*Written task:*
Please pull out every line of the listing below that contains the string "beige".

*Provided records:*
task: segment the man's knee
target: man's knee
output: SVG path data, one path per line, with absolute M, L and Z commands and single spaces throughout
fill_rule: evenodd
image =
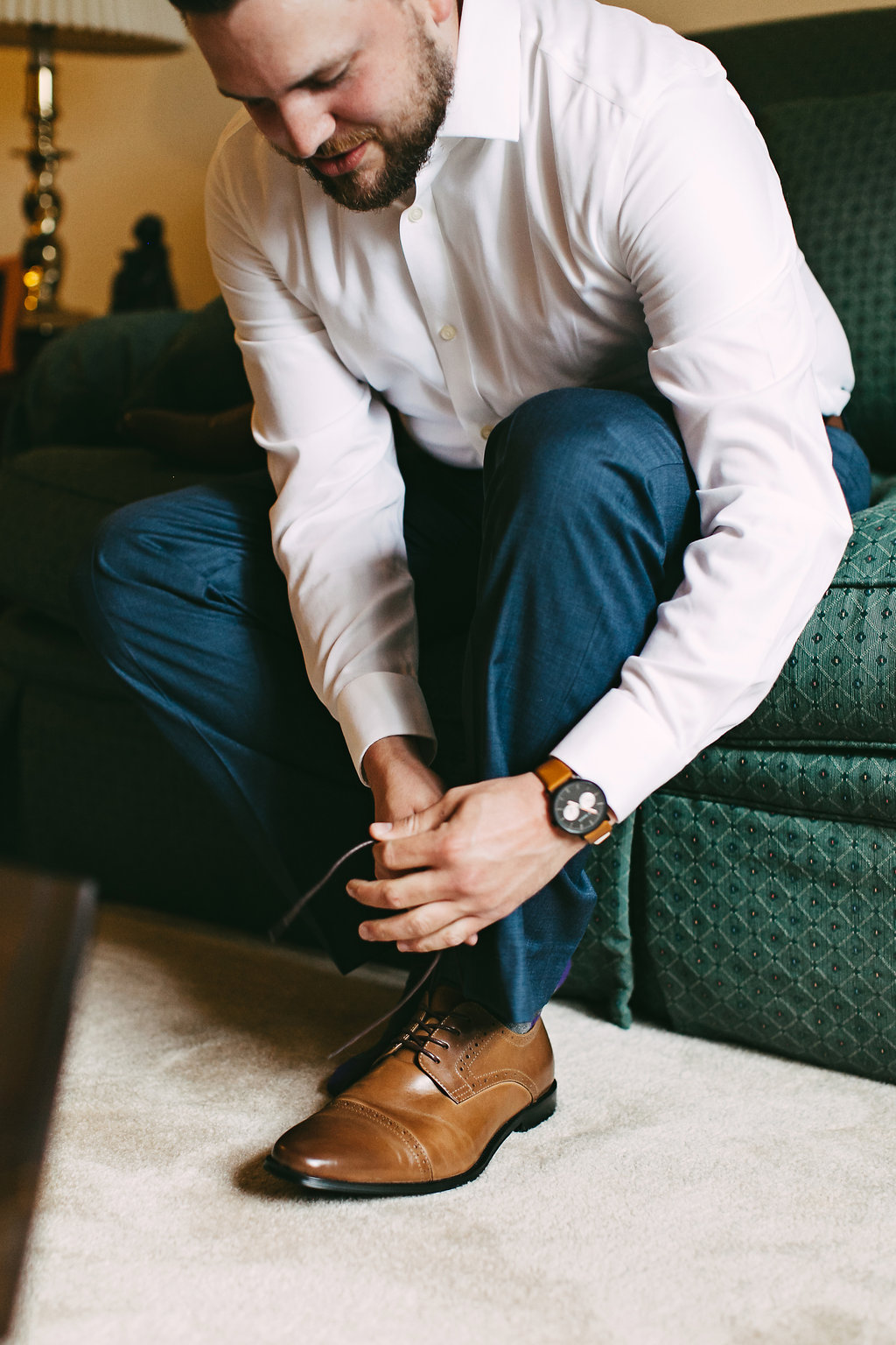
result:
M 117 609 L 126 605 L 128 592 L 142 582 L 145 503 L 138 500 L 109 514 L 71 576 L 75 621 L 94 643 L 116 625 Z
M 547 519 L 600 502 L 603 511 L 660 512 L 673 530 L 693 498 L 681 444 L 631 393 L 571 387 L 524 402 L 492 433 L 486 488 L 531 502 Z

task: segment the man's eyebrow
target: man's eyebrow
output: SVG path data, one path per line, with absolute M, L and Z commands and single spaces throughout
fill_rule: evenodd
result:
M 345 55 L 334 56 L 332 61 L 326 61 L 322 66 L 318 66 L 310 75 L 305 75 L 304 79 L 297 79 L 294 83 L 289 85 L 283 93 L 292 93 L 293 89 L 314 89 L 318 85 L 328 82 L 328 75 L 332 77 L 332 71 L 341 70 L 347 66 L 355 56 L 353 51 L 347 51 Z M 223 94 L 224 98 L 234 98 L 236 102 L 263 102 L 266 94 L 243 94 L 231 93 L 230 89 L 222 89 L 218 85 L 218 93 Z

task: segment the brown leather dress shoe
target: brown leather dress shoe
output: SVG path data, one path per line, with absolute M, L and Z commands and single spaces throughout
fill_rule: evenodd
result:
M 553 1053 L 539 1018 L 514 1033 L 438 986 L 371 1071 L 293 1126 L 267 1171 L 343 1196 L 420 1196 L 485 1170 L 514 1130 L 556 1106 Z

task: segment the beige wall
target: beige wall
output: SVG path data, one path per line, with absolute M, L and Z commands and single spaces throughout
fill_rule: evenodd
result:
M 161 3 L 161 0 L 160 0 Z M 888 8 L 893 0 L 634 0 L 634 8 L 681 31 L 844 9 Z M 232 112 L 195 50 L 176 56 L 58 61 L 58 143 L 75 152 L 59 187 L 66 245 L 62 301 L 103 312 L 118 253 L 134 219 L 165 218 L 181 305 L 215 293 L 203 242 L 201 188 L 208 156 Z M 17 253 L 26 174 L 8 151 L 27 140 L 21 116 L 24 52 L 0 50 L 0 256 Z

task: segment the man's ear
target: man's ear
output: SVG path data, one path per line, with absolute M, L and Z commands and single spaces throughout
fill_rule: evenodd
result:
M 443 23 L 455 22 L 461 13 L 461 0 L 424 0 L 433 16 L 433 22 L 439 27 Z

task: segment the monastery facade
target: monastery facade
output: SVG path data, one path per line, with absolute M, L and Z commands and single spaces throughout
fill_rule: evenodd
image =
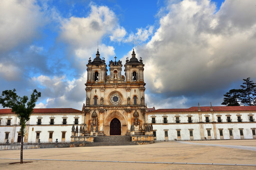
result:
M 110 75 L 99 51 L 86 65 L 85 103 L 72 108 L 35 109 L 24 142 L 93 142 L 97 136 L 130 136 L 150 141 L 256 138 L 256 106 L 147 108 L 142 58 L 110 61 Z M 116 59 L 116 58 L 115 58 Z M 19 119 L 0 110 L 0 142 L 19 142 Z M 153 137 L 154 136 L 154 137 Z

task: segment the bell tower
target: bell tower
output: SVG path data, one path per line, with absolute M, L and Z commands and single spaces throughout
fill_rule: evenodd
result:
M 125 65 L 125 71 L 126 76 L 126 82 L 132 83 L 144 83 L 144 64 L 142 62 L 142 59 L 140 58 L 139 61 L 136 57 L 136 54 L 133 49 L 132 58 L 129 60 L 127 58 Z

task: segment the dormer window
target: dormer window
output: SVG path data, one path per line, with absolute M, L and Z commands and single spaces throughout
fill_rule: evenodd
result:
M 97 101 L 98 100 L 98 97 L 97 96 L 94 97 L 94 105 L 97 105 Z
M 97 71 L 95 72 L 95 74 L 94 75 L 94 80 L 95 81 L 98 81 L 99 80 L 99 73 Z
M 137 104 L 137 97 L 136 97 L 136 96 L 133 97 L 133 100 L 134 104 Z
M 137 78 L 136 77 L 136 72 L 134 71 L 132 73 L 132 80 L 136 81 L 137 79 Z

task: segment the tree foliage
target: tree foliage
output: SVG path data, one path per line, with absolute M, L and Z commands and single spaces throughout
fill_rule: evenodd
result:
M 221 103 L 227 106 L 240 106 L 239 98 L 241 91 L 240 89 L 231 89 L 224 95 L 223 102 Z
M 242 93 L 241 102 L 245 105 L 249 106 L 256 105 L 256 84 L 250 80 L 250 77 L 243 79 L 244 82 L 241 85 Z
M 224 95 L 221 104 L 226 106 L 256 105 L 256 84 L 250 78 L 243 79 L 242 89 L 231 89 Z
M 0 96 L 0 104 L 4 107 L 11 108 L 11 111 L 15 113 L 17 117 L 20 119 L 21 134 L 21 147 L 20 148 L 20 163 L 23 162 L 23 136 L 26 128 L 26 123 L 29 120 L 33 110 L 36 106 L 36 102 L 39 97 L 41 97 L 41 93 L 37 92 L 36 89 L 30 96 L 30 100 L 28 101 L 27 96 L 19 96 L 16 94 L 16 90 L 7 90 L 2 92 Z

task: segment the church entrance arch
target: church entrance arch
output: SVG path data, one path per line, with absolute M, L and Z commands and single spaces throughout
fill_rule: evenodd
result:
M 117 118 L 114 118 L 110 122 L 110 135 L 121 135 L 121 122 Z
M 118 132 L 118 135 L 113 135 L 112 133 L 111 128 L 119 125 L 119 129 L 121 130 L 121 132 Z M 114 126 L 115 125 L 115 126 Z M 116 128 L 113 129 L 116 129 Z M 110 134 L 110 130 L 111 133 Z M 126 116 L 118 111 L 113 111 L 109 113 L 104 119 L 103 120 L 103 132 L 104 135 L 126 135 L 127 133 L 127 118 Z M 114 133 L 114 132 L 113 132 Z M 117 134 L 114 133 L 114 134 Z

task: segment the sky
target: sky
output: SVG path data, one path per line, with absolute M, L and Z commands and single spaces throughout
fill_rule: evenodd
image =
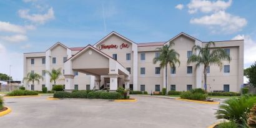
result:
M 135 42 L 181 32 L 203 41 L 244 39 L 244 68 L 256 61 L 256 1 L 1 0 L 0 72 L 23 77 L 23 53 L 61 42 L 94 44 L 112 31 Z M 10 65 L 11 68 L 10 68 Z

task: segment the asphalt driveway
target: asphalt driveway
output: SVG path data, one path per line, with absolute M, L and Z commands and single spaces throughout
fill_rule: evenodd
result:
M 101 99 L 5 98 L 12 112 L 1 127 L 204 127 L 215 122 L 218 105 L 132 96 L 135 102 Z

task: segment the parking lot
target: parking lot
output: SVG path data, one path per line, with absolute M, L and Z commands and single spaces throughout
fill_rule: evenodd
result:
M 1 127 L 207 127 L 216 104 L 131 96 L 135 102 L 101 99 L 50 101 L 46 96 L 4 98 L 12 112 Z

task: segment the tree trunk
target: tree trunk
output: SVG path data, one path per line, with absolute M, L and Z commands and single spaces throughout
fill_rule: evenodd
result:
M 168 94 L 168 84 L 167 84 L 167 64 L 165 65 L 165 87 L 166 87 L 166 91 L 165 91 L 165 95 L 167 95 Z

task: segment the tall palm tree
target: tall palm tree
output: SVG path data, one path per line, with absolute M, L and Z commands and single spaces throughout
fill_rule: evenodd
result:
M 27 82 L 32 82 L 32 85 L 35 81 L 37 81 L 38 84 L 40 82 L 40 79 L 44 80 L 41 75 L 37 73 L 29 72 L 27 74 L 27 76 L 23 78 L 23 81 L 26 81 Z
M 175 67 L 176 64 L 180 64 L 179 57 L 180 54 L 177 52 L 174 49 L 171 49 L 172 46 L 174 45 L 174 42 L 169 42 L 167 45 L 164 45 L 162 47 L 157 47 L 157 50 L 160 51 L 160 55 L 158 57 L 155 57 L 153 59 L 153 63 L 156 64 L 157 62 L 160 62 L 160 67 L 165 67 L 165 86 L 166 92 L 165 95 L 168 94 L 168 84 L 167 84 L 167 67 L 168 64 L 170 67 Z
M 207 91 L 207 67 L 210 65 L 217 65 L 220 71 L 222 69 L 222 61 L 228 61 L 229 62 L 231 61 L 231 57 L 221 48 L 214 49 L 210 51 L 210 46 L 215 46 L 215 43 L 212 41 L 205 44 L 204 47 L 200 46 L 195 45 L 192 47 L 192 51 L 198 51 L 198 54 L 192 55 L 187 60 L 187 64 L 195 62 L 195 68 L 198 68 L 200 65 L 204 66 L 204 88 Z
M 61 76 L 61 68 L 59 68 L 57 70 L 55 69 L 52 69 L 52 71 L 50 72 L 49 71 L 46 71 L 49 76 L 50 76 L 50 82 L 52 82 L 52 81 L 54 82 L 54 85 L 56 84 L 56 81 Z

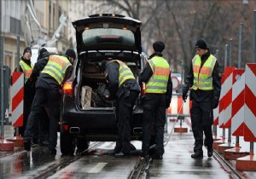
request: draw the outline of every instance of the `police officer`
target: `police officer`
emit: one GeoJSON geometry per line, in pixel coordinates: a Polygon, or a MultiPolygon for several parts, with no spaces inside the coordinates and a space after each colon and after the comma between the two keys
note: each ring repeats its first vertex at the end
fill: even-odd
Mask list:
{"type": "Polygon", "coordinates": [[[212,156],[212,133],[213,123],[212,109],[218,105],[221,90],[221,72],[215,56],[211,55],[207,44],[203,38],[195,43],[197,55],[193,58],[190,70],[183,87],[183,99],[187,98],[190,89],[190,109],[192,131],[195,138],[194,159],[203,158],[203,132],[205,133],[208,157],[212,156]]]}
{"type": "Polygon", "coordinates": [[[148,158],[150,128],[154,125],[156,145],[153,158],[155,159],[163,159],[166,108],[170,106],[172,94],[171,67],[163,58],[164,49],[163,42],[156,41],[153,43],[154,53],[149,56],[140,77],[140,82],[146,84],[146,96],[143,101],[143,157],[148,158]]]}
{"type": "Polygon", "coordinates": [[[57,129],[60,113],[61,94],[59,90],[61,84],[70,78],[73,66],[70,61],[76,58],[73,49],[67,49],[64,55],[53,55],[48,60],[43,59],[37,62],[31,75],[32,80],[37,80],[37,90],[32,103],[31,113],[28,117],[27,124],[24,135],[24,147],[26,151],[31,149],[31,140],[33,136],[34,121],[38,120],[44,105],[49,107],[49,135],[48,149],[53,155],[56,154],[57,129]]]}
{"type": "MultiPolygon", "coordinates": [[[[32,85],[29,77],[32,72],[32,64],[31,63],[32,50],[30,47],[26,47],[23,51],[23,55],[20,61],[20,72],[24,72],[24,108],[23,108],[23,125],[19,127],[19,135],[24,136],[24,131],[27,122],[27,118],[30,113],[32,103],[33,101],[35,88],[32,85]]],[[[15,70],[17,72],[17,68],[15,70]]]]}
{"type": "Polygon", "coordinates": [[[140,87],[131,69],[121,61],[103,61],[101,69],[108,83],[109,96],[108,98],[117,100],[118,139],[114,147],[115,156],[130,156],[130,121],[140,87]]]}
{"type": "MultiPolygon", "coordinates": [[[[48,60],[49,53],[45,48],[40,48],[38,50],[38,57],[37,61],[44,59],[48,60]]],[[[38,64],[36,63],[36,66],[38,64]]],[[[32,81],[34,82],[34,80],[32,81]]],[[[38,120],[34,121],[34,136],[32,139],[32,147],[36,146],[48,146],[48,136],[49,136],[49,117],[46,112],[46,107],[41,111],[38,116],[38,120]]]]}

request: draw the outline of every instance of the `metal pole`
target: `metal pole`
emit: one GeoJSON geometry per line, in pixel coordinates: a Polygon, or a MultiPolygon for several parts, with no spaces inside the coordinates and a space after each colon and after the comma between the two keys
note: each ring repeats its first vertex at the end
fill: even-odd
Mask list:
{"type": "Polygon", "coordinates": [[[231,145],[231,126],[229,127],[228,145],[231,145]]]}
{"type": "MultiPolygon", "coordinates": [[[[216,49],[215,57],[218,58],[218,49],[216,49]]],[[[212,125],[212,135],[217,137],[217,125],[212,125]]]]}
{"type": "Polygon", "coordinates": [[[250,142],[250,155],[253,155],[253,142],[250,142]]]}
{"type": "MultiPolygon", "coordinates": [[[[242,27],[243,24],[240,23],[239,26],[239,42],[238,42],[238,63],[237,68],[241,69],[241,45],[242,45],[242,27]]],[[[239,147],[239,136],[236,136],[236,147],[239,147]]]]}
{"type": "Polygon", "coordinates": [[[17,72],[20,72],[20,36],[17,36],[17,72]]]}
{"type": "Polygon", "coordinates": [[[1,68],[1,136],[3,137],[3,37],[0,36],[0,68],[1,68]]]}
{"type": "Polygon", "coordinates": [[[256,62],[256,10],[253,10],[253,63],[256,62]]]}
{"type": "Polygon", "coordinates": [[[240,69],[241,68],[241,39],[242,39],[242,23],[240,23],[239,26],[239,35],[238,35],[238,38],[239,38],[239,42],[238,42],[238,64],[237,64],[237,68],[240,69]]]}
{"type": "Polygon", "coordinates": [[[232,38],[230,40],[230,50],[229,50],[229,66],[232,66],[232,38]]]}
{"type": "Polygon", "coordinates": [[[224,68],[228,66],[228,44],[225,44],[224,68]]]}
{"type": "MultiPolygon", "coordinates": [[[[17,72],[20,72],[20,36],[17,36],[17,72]]],[[[15,136],[18,137],[20,136],[19,127],[16,127],[15,136]]]]}
{"type": "Polygon", "coordinates": [[[216,49],[216,55],[215,55],[215,57],[216,57],[217,59],[218,59],[218,49],[216,49]]]}

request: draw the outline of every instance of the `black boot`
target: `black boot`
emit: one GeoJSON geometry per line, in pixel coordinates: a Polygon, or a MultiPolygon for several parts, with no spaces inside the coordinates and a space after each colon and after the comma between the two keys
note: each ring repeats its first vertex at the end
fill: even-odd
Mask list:
{"type": "Polygon", "coordinates": [[[203,152],[202,151],[196,151],[194,154],[191,155],[193,159],[202,159],[203,158],[203,152]]]}
{"type": "Polygon", "coordinates": [[[24,140],[24,149],[26,151],[31,150],[31,141],[29,140],[24,140]]]}
{"type": "Polygon", "coordinates": [[[212,149],[212,147],[207,147],[207,155],[208,157],[212,157],[213,154],[213,149],[212,149]]]}

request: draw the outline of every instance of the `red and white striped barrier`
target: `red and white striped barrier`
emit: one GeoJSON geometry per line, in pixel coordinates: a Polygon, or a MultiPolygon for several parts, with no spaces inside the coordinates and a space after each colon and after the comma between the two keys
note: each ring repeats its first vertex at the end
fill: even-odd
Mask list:
{"type": "Polygon", "coordinates": [[[14,72],[12,77],[12,118],[13,126],[23,125],[24,73],[14,72]]]}
{"type": "Polygon", "coordinates": [[[243,136],[245,70],[233,71],[231,134],[243,136]]]}
{"type": "MultiPolygon", "coordinates": [[[[172,95],[171,105],[167,110],[167,114],[177,115],[183,104],[183,96],[172,95]]],[[[189,95],[188,96],[186,102],[184,102],[183,108],[180,111],[180,115],[190,115],[191,101],[189,101],[189,95]]]]}
{"type": "Polygon", "coordinates": [[[230,126],[231,102],[232,102],[232,72],[236,69],[234,66],[225,67],[224,75],[224,83],[221,86],[219,100],[218,126],[220,128],[228,128],[230,126]]]}
{"type": "Polygon", "coordinates": [[[245,72],[244,140],[256,141],[256,64],[247,63],[245,72]]]}

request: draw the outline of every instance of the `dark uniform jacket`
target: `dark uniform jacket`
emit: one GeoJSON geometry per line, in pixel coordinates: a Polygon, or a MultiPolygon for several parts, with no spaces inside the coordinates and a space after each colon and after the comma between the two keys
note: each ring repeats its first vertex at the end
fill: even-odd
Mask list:
{"type": "MultiPolygon", "coordinates": [[[[155,55],[163,56],[162,54],[156,52],[156,53],[154,53],[153,55],[151,55],[149,59],[153,58],[155,55]]],[[[153,75],[153,71],[149,66],[149,63],[147,63],[145,68],[143,69],[143,72],[141,73],[140,79],[139,79],[140,83],[144,82],[147,84],[148,82],[148,80],[150,79],[150,78],[152,77],[152,75],[153,75]]],[[[170,77],[168,78],[167,90],[166,90],[166,107],[168,107],[170,106],[172,95],[172,78],[171,78],[171,72],[170,72],[170,77]]]]}
{"type": "MultiPolygon", "coordinates": [[[[140,87],[135,79],[127,79],[119,88],[119,64],[115,61],[108,62],[106,66],[107,80],[108,81],[109,99],[113,100],[116,96],[120,97],[124,93],[130,90],[140,91],[140,87]]],[[[128,95],[128,94],[126,94],[128,95]]]]}
{"type": "MultiPolygon", "coordinates": [[[[60,90],[61,86],[58,84],[58,82],[54,78],[52,78],[51,76],[46,73],[40,73],[40,72],[43,71],[44,66],[47,65],[48,60],[49,57],[46,56],[38,61],[38,62],[35,64],[35,66],[33,68],[32,73],[30,76],[30,78],[32,81],[36,81],[38,78],[36,84],[37,88],[60,90]]],[[[67,68],[65,78],[62,84],[64,84],[67,81],[67,79],[70,78],[73,72],[73,66],[70,66],[67,68]]]]}
{"type": "MultiPolygon", "coordinates": [[[[206,61],[210,56],[210,50],[201,56],[201,67],[206,62],[206,61]]],[[[218,101],[221,90],[221,72],[219,71],[219,65],[218,61],[215,63],[213,71],[212,71],[212,85],[213,90],[194,90],[191,89],[190,91],[190,100],[195,100],[196,101],[218,101]]],[[[183,86],[183,91],[188,91],[189,88],[192,87],[194,84],[194,74],[193,74],[193,65],[191,63],[189,74],[187,76],[185,84],[183,86]]]]}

*Problem solution:*
task: segment the beige wall
target: beige wall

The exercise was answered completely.